## Problem statement
Write out the whole listing again, exactly as given.

## Information provided
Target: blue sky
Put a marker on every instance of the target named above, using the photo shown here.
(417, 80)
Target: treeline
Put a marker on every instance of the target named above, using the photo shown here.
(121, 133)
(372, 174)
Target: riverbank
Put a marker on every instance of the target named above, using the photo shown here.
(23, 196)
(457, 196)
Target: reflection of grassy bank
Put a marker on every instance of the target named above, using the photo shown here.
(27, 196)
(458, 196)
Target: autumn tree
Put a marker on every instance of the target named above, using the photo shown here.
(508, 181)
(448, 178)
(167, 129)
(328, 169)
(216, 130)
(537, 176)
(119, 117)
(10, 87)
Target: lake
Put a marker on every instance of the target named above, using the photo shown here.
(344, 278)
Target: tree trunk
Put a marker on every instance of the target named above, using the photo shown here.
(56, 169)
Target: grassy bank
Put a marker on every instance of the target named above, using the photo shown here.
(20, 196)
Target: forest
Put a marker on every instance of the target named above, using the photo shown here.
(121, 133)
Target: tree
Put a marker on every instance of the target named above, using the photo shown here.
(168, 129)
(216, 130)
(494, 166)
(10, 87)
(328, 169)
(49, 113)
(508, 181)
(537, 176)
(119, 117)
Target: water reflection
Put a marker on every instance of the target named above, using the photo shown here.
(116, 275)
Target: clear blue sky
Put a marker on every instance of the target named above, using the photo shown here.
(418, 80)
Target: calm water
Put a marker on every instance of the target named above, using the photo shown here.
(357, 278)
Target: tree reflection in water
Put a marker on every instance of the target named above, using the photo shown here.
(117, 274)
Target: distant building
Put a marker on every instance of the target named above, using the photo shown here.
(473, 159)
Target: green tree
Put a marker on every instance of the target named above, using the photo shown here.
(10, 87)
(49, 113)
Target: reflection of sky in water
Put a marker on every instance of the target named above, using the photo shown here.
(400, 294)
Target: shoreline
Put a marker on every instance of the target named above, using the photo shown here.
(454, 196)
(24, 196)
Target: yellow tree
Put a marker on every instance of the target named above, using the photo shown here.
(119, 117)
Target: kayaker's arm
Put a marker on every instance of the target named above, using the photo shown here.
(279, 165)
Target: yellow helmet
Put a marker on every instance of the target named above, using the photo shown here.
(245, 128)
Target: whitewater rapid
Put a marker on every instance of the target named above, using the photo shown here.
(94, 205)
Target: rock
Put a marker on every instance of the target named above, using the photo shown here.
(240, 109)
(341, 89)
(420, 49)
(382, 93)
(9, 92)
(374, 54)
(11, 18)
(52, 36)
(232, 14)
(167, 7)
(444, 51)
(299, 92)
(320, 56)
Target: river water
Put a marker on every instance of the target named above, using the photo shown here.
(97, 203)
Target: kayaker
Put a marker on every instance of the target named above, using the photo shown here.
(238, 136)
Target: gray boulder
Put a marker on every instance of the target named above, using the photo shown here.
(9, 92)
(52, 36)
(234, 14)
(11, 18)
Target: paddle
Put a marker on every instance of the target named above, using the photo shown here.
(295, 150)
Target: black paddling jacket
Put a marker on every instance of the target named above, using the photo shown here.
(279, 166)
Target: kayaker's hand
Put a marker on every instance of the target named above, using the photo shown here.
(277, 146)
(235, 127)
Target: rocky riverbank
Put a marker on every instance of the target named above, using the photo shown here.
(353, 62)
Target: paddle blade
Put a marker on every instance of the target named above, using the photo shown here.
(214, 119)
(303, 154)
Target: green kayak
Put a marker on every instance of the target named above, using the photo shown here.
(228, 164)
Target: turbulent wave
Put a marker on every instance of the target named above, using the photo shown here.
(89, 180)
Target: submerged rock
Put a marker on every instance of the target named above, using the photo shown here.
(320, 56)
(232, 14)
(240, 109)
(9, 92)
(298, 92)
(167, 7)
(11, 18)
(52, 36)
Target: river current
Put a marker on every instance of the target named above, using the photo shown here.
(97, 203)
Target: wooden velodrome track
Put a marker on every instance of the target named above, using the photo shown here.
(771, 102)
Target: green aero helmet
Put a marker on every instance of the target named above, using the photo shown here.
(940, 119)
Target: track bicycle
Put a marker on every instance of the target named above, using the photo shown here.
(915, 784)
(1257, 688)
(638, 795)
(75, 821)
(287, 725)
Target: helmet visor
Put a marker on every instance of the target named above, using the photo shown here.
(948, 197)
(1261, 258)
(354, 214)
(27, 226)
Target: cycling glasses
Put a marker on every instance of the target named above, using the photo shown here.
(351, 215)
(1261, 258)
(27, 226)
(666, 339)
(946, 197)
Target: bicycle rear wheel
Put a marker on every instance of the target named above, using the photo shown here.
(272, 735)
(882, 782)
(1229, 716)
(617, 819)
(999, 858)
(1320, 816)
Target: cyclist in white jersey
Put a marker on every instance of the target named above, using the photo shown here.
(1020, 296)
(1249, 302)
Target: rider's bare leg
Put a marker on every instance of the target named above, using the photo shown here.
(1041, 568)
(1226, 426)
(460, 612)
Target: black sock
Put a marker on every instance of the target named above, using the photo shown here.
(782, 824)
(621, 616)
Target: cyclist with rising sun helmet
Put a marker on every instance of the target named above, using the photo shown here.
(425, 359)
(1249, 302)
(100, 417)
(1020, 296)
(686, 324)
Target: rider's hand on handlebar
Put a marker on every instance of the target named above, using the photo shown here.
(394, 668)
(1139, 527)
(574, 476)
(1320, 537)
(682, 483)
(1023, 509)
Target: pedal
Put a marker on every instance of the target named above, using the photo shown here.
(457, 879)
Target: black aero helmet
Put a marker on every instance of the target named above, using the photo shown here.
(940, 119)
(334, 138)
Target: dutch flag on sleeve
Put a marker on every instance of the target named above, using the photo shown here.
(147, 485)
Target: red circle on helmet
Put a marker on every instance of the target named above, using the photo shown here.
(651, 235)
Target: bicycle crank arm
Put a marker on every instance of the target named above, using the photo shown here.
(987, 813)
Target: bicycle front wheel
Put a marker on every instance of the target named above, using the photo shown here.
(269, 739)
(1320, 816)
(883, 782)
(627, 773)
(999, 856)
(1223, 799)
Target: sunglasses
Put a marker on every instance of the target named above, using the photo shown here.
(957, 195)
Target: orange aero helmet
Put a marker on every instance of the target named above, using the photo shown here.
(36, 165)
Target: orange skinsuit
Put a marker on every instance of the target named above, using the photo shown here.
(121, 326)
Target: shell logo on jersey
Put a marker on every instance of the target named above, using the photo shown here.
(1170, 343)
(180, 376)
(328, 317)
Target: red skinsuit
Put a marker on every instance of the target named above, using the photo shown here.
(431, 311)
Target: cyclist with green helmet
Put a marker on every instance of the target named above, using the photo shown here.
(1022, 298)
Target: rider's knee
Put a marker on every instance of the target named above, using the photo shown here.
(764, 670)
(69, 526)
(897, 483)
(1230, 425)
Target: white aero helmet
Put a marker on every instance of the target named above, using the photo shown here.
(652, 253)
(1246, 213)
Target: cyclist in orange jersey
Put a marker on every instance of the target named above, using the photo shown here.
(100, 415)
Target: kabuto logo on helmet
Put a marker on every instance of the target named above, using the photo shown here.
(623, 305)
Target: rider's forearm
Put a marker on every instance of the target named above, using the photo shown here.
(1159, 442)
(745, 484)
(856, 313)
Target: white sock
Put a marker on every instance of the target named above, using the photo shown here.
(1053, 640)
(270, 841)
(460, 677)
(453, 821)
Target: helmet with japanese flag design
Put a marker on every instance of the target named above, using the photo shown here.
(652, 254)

## Task response
Target: blue sky
Put a marker on every instance of the target named above, using the photo shown here.
(417, 80)
Target: treeline
Put a marker on every instance of the target named above, using the photo shown here.
(121, 133)
(372, 174)
Target: riverbank
Put a marker on every instance of the target named above, using the photo shown here.
(23, 196)
(457, 196)
Target: reflection of grassy bank
Put a marker on every instance of the target named above, using the photo shown here.
(27, 196)
(458, 196)
Target: autumn tree
Put a marker on every instance of the target named above, using the photo shown here.
(508, 181)
(448, 178)
(167, 129)
(328, 169)
(216, 130)
(537, 176)
(119, 117)
(10, 87)
Target: lake
Put a marker on every instance of the target named above, using the photo shown here.
(344, 278)
Target: tree trunk
Put a marker on every instance of the target named above, using the photo shown here.
(56, 169)
Target: grassy bank
Put a marker on every instance of the target named above, using the photo shown here.
(20, 196)
Target: forest
Put a marker on every instance of the target named above, using the photo shown here.
(121, 133)
Target: tree
Put a marker on every instance of the target named above, using the photo shown here.
(168, 129)
(216, 130)
(494, 166)
(10, 87)
(328, 169)
(49, 113)
(508, 181)
(537, 176)
(119, 117)
Target: water reflection
Put a marker on every instance of the target named above, using the photo shown here.
(116, 275)
Target: clear blue sky
Put a marker on every instance of the target named above, using the photo shown here.
(418, 80)
Target: calm water
Put a marker on every instance of the target named above, using the photo shown here.
(357, 278)
Target: tree reflection in water
Put a marker on every instance of the target named above, using the photo shown here.
(117, 274)
Target: distant building
Put a marker on every instance of the target named above, using the photo shown here.
(473, 159)
Target: green tree
Put a marker on every instance of the target named above, using the photo shown here.
(10, 87)
(49, 113)
Target: reflection of sky in water
Put a marker on every instance of the target named above, using the photo shown here.
(400, 294)
Target: shoreline
Put a marker on every instance of the target named above, using the photo shown here.
(454, 196)
(24, 196)
Target: yellow tree
Put a marker on every instance of the target named above, using the photo shown here.
(119, 117)
Target: kayaker's arm
Put a marker on every instance of the target named above, using the photo shown here.
(279, 165)
Target: yellow helmet
Put a marker on every instance of the target named above, using the photo shown here.
(245, 128)
Target: whitewater rapid
Put a marker on every instance of the target named above, using the photo shown here.
(94, 205)
Target: rock
Put a marker on every instance of the target named above, using the photo shown here.
(240, 109)
(341, 89)
(420, 49)
(382, 93)
(9, 92)
(374, 54)
(11, 18)
(52, 36)
(232, 14)
(167, 7)
(444, 51)
(299, 92)
(320, 56)
Target: river water
Put a marker on every instance of the target named above, using the photo shown here.
(97, 203)
Target: kayaker
Put a marker on every instance of the target named above, using the photo shown here.
(238, 136)
Target: gray boulder
Put a marker on every instance of the target named above, using the photo shown here.
(9, 92)
(52, 36)
(234, 14)
(11, 18)
Target: paddle
Put a marker on every instance of the target named above, using the photo shown here.
(295, 150)
Target: black paddling jacket
Put a marker on every instance of the target named above, using the photo shown here.
(279, 166)
Target: kayaker's hand
Put a marker on every instance of the target named above, using the photo shown here.
(277, 146)
(235, 127)
Target: rocky riverbank
Put a marker on every instance of the target named above, using the photo shown here.
(353, 62)
Target: paddle blade
Put a marker on every instance of the target named above, using the photo shown here.
(214, 119)
(303, 154)
Target: green kayak
Put a marker on every instance of the target named above, using the photo shown here.
(228, 164)
Target: turbulent wave
Put a marker on every instance of the target named above, using the photo shown here.
(89, 180)
Target: submerged rock
Put a marker on every instance of the target named above, using the photo shown here.
(320, 56)
(232, 14)
(240, 109)
(9, 92)
(298, 92)
(167, 7)
(11, 18)
(52, 36)
Target: river current
Put a marker on every instance of the target named above, using the photo shown here.
(97, 203)
Target: wooden velodrome track
Put a marker on every instance of the target named above, using the photo shown here.
(771, 102)
Target: green aero helmet
Put a marker on every instance of the target named above, using the photo shown here.
(940, 119)
Target: track bicycle
Put a marker on every instance of the target named above, using the photo shown here.
(915, 784)
(1257, 688)
(638, 795)
(75, 821)
(287, 725)
Target: helmet visor
Put a marker on every instance of the target named above, using the photo shown here.
(948, 197)
(1261, 258)
(354, 214)
(27, 226)
Target: cycling glasses
Put a marker on every instance of the target named above, using the photo shown here.
(351, 215)
(1261, 258)
(27, 226)
(666, 339)
(946, 197)
Target: bicycle rear wheel
Put a marker on every instance of the target named above, using the photo shown here.
(272, 735)
(882, 782)
(1229, 716)
(617, 819)
(999, 858)
(1320, 816)
Target: cyclist in white jersey
Put a marker on every instance of the target named above, using the photo shown here.
(1020, 296)
(1249, 302)
Target: rider's bare leg
Put a marker on every instance of the target named above, using the photo shown here.
(1041, 568)
(1226, 426)
(460, 612)
Target: black sock
Put a marker on every instance of the target named above, using the photo shown here.
(782, 824)
(621, 616)
Target: cyclist with rising sun helmet
Put a marker on every instance of the target named above, using the photo shown here.
(425, 359)
(1249, 302)
(100, 417)
(1020, 296)
(686, 324)
Target: rider's hand on handlebar
Put a marker on every instance of the target named above, using the photo shown here.
(394, 668)
(1139, 527)
(574, 476)
(1320, 537)
(682, 483)
(1023, 509)
Target: pedal
Put a marker on every instance of the target named above, using the photo shown here.
(457, 879)
Target: black aero helmet
Put a marker on every instance of the target named above, using the photo shown here.
(940, 119)
(334, 138)
Target: dutch flag on sleeve
Put a marker on every instance of the target named above, using the photo shown here.
(147, 485)
Target: red circle on helmet
Put a marker on every instance of the target named above, using the photo shown here.
(651, 235)
Target: bicycle crank arm
Put a marker on every instance of the target named above, using the photo shown here.
(987, 813)
Target: bicycle front wheel
Put a marker on every instance of the target named above, using the photo shown here.
(269, 739)
(1320, 816)
(883, 782)
(627, 773)
(999, 856)
(1223, 799)
Target: sunglasses
Put a marker on every instance of the target named above, using the photo shown here.
(957, 195)
Target: orange aero helmet
Put a marker on every instance of the target named above, using the photo shown here.
(36, 165)
Target: orange skinsuit
Put a marker on every instance of the target named above, using the photo shown here.
(121, 326)
Target: shell logo on jersey
Put a marker on every instance of the target named above, using the photo shown here.
(1170, 343)
(180, 376)
(328, 317)
Target: red skinsuit
Put a marker on every instance of the target named above, using the photo shown here.
(431, 311)
Target: cyclist with green helmet
Put a marker on every instance of the target named above, using the photo shown here.
(1022, 298)
Target: rider's knee
Put a marker on every instance of the target named above, using the photo shown here.
(764, 670)
(69, 526)
(897, 483)
(1230, 425)
Target: white aero helmet
Put a marker on every instance of the target named above, using the photo shown here.
(652, 253)
(1246, 213)
Target: cyclist in orange jersey
Put a marker on every instance of the target named above, using the photo shown here.
(100, 415)
Target: kabuto logo on helmet
Put a marker on every instance of the target named above, using the photo shown here.
(623, 305)
Target: rider's forearm
Put a marker on every instance of the target named above, using the photo shown here.
(1159, 442)
(745, 484)
(856, 313)
Target: white sock
Put a marker on every instance of the target named above, using the photo shown here.
(1053, 640)
(270, 841)
(460, 677)
(453, 821)
Target: helmet with japanese flag design
Put a marker on every instance of the target named above, using the photo shown here.
(652, 254)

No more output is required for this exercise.